● **AIM OF THE EXERCISE**:
List every line in the rows below that contains the word "negative".

....................

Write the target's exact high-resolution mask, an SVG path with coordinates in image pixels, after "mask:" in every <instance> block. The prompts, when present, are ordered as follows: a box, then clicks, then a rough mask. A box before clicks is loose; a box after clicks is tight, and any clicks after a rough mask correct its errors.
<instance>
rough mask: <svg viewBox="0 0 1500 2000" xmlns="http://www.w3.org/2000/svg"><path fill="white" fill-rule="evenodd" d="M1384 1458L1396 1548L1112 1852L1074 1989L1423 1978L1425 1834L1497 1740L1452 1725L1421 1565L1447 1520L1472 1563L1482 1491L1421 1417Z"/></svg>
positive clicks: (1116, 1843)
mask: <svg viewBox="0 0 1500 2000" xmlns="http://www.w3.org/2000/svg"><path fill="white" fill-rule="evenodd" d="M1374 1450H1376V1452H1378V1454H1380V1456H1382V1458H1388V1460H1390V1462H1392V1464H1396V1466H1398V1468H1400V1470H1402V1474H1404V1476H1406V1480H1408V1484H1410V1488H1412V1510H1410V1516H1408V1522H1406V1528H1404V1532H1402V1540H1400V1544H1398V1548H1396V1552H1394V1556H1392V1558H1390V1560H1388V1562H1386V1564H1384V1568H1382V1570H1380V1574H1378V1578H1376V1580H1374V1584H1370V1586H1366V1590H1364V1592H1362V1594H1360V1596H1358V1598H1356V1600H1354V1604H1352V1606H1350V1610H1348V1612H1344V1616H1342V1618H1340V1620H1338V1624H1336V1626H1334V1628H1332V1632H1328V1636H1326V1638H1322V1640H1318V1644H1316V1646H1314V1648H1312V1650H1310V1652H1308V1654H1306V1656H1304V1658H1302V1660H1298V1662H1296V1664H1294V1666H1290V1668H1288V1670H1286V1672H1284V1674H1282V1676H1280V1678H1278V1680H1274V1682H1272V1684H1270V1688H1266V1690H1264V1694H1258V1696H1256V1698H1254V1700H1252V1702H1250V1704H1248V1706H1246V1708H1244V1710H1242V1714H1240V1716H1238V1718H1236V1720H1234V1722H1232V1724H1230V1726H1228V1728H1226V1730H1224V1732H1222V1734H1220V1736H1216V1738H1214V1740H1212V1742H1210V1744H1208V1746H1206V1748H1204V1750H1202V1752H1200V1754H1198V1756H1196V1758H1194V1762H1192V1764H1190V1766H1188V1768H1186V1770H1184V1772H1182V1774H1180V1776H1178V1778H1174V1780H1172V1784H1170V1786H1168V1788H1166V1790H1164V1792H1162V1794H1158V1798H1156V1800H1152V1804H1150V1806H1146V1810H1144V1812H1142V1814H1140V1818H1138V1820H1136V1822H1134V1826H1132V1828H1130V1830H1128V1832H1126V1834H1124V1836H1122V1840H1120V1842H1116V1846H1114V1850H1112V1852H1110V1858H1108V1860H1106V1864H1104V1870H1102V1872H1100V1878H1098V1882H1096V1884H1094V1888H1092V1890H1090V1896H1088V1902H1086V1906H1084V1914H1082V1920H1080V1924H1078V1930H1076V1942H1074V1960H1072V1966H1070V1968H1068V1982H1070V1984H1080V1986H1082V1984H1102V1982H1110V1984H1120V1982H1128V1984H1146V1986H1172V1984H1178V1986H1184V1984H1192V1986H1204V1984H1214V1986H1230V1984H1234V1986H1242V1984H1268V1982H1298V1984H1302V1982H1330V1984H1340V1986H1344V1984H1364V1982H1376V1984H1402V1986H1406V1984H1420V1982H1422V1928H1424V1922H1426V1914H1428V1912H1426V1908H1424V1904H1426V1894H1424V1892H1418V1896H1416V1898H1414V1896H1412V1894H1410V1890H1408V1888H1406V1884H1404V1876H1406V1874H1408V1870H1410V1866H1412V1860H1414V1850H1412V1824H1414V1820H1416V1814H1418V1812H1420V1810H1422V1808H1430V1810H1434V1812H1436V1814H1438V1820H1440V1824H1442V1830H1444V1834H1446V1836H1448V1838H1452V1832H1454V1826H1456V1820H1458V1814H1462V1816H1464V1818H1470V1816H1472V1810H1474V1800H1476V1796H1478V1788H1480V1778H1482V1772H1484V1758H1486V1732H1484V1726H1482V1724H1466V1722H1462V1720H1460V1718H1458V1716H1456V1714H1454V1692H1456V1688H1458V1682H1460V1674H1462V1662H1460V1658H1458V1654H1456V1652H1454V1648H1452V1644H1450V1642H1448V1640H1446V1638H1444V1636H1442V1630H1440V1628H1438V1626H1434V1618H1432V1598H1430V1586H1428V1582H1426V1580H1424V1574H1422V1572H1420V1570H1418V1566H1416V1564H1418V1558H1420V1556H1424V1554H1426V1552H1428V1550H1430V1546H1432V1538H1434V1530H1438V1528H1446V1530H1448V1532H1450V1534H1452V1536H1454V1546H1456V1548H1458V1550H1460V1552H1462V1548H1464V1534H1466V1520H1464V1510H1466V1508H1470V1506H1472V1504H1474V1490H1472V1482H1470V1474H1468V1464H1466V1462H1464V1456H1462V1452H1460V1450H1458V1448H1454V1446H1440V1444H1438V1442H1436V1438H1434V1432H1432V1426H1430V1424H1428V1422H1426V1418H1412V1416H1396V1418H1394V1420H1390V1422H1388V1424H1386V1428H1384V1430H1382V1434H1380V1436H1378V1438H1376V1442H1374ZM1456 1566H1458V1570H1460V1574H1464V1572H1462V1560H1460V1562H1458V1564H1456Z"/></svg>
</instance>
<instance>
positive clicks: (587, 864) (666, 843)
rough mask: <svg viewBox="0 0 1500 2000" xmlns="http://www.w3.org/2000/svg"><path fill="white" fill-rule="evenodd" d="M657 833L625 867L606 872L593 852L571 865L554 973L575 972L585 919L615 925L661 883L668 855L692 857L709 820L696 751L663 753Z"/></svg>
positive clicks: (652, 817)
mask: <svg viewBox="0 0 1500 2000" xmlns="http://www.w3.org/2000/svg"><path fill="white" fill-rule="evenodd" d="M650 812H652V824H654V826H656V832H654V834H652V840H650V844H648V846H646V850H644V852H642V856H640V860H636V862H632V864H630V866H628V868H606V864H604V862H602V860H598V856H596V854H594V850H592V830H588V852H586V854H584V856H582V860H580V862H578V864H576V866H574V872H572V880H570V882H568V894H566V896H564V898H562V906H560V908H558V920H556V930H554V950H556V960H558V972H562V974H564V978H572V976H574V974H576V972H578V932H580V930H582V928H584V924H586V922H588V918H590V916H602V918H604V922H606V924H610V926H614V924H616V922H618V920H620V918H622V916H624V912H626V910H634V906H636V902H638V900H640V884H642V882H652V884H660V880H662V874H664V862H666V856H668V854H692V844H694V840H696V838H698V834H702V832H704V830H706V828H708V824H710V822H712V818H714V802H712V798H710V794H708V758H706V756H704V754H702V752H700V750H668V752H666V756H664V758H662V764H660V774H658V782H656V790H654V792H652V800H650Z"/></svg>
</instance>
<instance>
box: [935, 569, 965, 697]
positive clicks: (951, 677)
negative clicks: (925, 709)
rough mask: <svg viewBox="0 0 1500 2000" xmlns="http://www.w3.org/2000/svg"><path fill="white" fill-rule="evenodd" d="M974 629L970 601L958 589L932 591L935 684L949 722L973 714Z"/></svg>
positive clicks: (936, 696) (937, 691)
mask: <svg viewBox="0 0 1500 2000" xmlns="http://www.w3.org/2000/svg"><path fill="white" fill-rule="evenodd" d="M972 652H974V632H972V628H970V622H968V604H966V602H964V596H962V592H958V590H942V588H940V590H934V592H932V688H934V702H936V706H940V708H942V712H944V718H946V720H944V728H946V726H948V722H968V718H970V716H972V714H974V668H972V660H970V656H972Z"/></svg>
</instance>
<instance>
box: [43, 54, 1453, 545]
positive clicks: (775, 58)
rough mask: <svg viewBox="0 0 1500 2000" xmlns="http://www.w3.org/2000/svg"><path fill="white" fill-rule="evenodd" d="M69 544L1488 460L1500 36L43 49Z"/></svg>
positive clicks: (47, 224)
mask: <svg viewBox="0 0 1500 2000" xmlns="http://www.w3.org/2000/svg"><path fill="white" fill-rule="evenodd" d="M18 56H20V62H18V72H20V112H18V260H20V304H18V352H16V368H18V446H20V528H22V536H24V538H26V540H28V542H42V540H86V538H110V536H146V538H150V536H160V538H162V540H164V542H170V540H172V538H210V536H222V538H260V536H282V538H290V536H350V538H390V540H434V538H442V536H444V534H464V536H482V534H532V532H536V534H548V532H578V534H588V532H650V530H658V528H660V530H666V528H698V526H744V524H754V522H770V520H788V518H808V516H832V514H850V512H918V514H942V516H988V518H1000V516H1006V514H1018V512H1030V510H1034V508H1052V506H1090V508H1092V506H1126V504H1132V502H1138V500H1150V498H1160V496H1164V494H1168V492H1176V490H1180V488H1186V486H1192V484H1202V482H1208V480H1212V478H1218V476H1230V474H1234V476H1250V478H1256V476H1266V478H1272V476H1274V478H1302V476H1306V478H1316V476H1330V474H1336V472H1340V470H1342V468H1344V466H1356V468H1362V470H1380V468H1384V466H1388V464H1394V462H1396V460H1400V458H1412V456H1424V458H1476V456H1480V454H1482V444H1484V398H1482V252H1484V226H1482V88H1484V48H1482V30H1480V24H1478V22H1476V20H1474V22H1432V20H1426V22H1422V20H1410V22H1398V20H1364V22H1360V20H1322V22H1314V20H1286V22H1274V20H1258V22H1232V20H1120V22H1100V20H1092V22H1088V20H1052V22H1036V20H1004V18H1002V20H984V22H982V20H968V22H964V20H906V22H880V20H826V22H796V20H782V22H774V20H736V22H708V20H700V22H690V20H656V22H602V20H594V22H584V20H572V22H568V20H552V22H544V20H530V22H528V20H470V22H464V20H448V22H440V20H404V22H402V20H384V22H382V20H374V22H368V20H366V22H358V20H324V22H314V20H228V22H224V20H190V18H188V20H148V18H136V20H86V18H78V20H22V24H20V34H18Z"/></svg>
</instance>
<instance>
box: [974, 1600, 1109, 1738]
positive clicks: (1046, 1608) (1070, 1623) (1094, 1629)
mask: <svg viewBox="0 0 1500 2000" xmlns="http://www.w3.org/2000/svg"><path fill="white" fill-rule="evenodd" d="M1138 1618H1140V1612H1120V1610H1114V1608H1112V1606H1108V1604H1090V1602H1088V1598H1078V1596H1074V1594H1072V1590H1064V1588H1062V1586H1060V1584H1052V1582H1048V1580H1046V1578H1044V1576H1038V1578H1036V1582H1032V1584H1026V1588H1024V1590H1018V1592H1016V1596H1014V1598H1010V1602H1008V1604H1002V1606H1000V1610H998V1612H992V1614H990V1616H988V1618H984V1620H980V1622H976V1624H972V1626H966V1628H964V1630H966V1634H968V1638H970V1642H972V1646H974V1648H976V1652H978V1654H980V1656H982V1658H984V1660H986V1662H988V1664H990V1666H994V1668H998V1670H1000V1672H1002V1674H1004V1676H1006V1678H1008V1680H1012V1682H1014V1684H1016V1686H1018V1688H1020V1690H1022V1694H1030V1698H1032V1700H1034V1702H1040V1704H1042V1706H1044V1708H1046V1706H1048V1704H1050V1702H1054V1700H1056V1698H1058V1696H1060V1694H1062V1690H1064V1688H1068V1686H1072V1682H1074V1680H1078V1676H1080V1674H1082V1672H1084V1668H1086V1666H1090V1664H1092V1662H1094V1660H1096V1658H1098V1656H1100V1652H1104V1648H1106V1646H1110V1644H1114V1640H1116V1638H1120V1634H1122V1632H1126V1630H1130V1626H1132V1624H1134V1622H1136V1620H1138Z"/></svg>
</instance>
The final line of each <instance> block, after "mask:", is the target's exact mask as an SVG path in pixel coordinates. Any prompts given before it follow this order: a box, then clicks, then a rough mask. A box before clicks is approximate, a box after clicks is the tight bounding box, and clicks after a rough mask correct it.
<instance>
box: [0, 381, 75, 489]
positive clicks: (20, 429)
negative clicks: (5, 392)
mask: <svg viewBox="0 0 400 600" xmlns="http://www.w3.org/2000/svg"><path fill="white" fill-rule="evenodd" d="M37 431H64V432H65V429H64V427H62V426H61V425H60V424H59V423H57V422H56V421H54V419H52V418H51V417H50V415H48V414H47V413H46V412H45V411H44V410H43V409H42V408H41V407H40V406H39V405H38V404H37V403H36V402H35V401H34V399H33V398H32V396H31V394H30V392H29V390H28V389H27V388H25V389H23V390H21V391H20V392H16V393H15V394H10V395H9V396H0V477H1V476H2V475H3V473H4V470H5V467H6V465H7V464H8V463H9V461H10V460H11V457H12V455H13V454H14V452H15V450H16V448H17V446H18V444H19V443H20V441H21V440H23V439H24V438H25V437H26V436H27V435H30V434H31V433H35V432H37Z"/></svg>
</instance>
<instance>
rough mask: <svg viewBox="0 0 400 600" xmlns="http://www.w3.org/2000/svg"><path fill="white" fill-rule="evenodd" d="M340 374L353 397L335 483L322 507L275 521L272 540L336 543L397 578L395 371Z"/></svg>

....................

● **EXERCISE RESPONSE**:
negative clicks: (925, 709)
negative clicks: (5, 392)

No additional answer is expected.